*INFORMATION*.
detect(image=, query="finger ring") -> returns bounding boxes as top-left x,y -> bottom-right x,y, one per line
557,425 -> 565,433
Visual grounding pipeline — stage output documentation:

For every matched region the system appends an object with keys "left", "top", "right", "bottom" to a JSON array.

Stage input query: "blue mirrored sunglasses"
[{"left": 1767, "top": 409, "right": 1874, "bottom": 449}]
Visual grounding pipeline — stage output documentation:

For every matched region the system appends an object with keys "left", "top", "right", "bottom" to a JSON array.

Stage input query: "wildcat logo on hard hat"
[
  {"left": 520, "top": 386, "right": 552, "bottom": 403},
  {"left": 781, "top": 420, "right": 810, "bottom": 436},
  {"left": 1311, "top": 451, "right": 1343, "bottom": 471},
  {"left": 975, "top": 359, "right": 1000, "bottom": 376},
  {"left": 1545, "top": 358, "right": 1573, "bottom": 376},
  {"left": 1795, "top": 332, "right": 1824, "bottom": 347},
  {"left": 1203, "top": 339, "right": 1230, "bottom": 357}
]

*WHAT YOU HAVE TO DO*. Please retype all of the data above exactly as written.

*EXERCISE OUTPUT*.
detect(image=, query="finger ring") -> returns bounding boxes as top-left x,y -> bottom-right x,y, one per line
557,425 -> 565,433
Visual grounding pipeline — stage output documentation:

For every matched region the system appends an object with keys "left", "top", "right", "bottom" to a JSON array.

Stage input query: "blue mirrored sunglasses"
[{"left": 1767, "top": 409, "right": 1874, "bottom": 449}]
Visual grounding pipeline — stage output documentation:

For every matched region the system appends an object with keys "left", "top", "right", "bottom" to a JSON array.

Stage input query: "wildcat logo on hard hat"
[
  {"left": 520, "top": 386, "right": 552, "bottom": 403},
  {"left": 781, "top": 420, "right": 810, "bottom": 436},
  {"left": 1311, "top": 451, "right": 1343, "bottom": 471},
  {"left": 975, "top": 359, "right": 1000, "bottom": 376},
  {"left": 1545, "top": 358, "right": 1573, "bottom": 376},
  {"left": 1795, "top": 332, "right": 1824, "bottom": 347},
  {"left": 1203, "top": 339, "right": 1230, "bottom": 357}
]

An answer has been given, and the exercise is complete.